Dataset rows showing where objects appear
****************************************

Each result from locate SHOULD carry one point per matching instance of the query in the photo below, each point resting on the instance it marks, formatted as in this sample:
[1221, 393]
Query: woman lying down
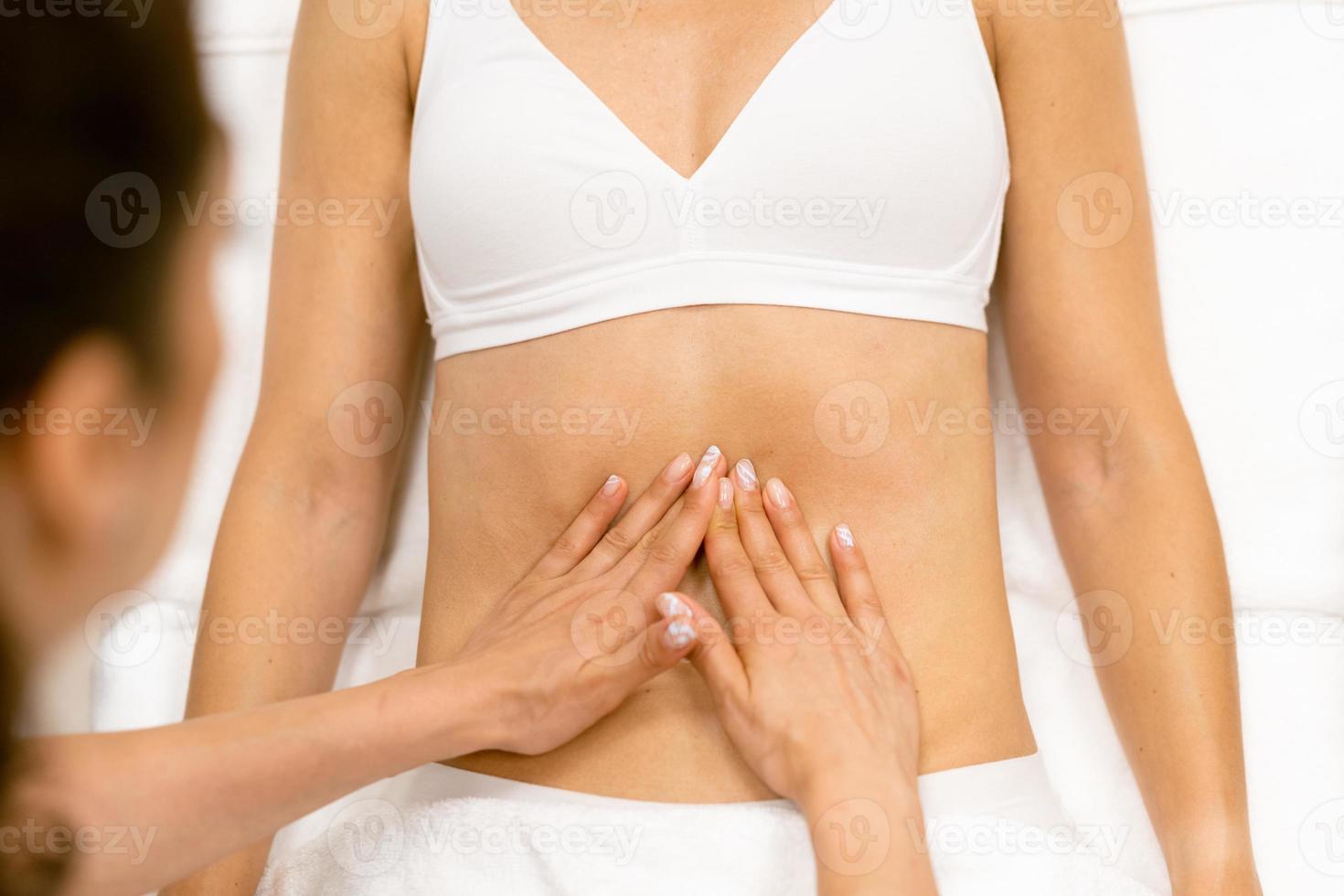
[786, 756]
[85, 513]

****************************************

*TO BE DONE*. Convert all of the data above into a Markdown table with the columns Number and Data Line, one row per line and no blank lines. Leave the pictures out of the answer.

*SOLVED PROBLEM*.
| Number | Data Line |
|---|---|
| 1 | Each result from locate SHOULD carry one point per matching instance of the query in the photo below, each point resting on the instance it marks, formatted as in this sample: |
| 2 | [1221, 393] |
| 3 | Query: woman lying down |
| 4 | [786, 756] |
| 5 | [85, 513] |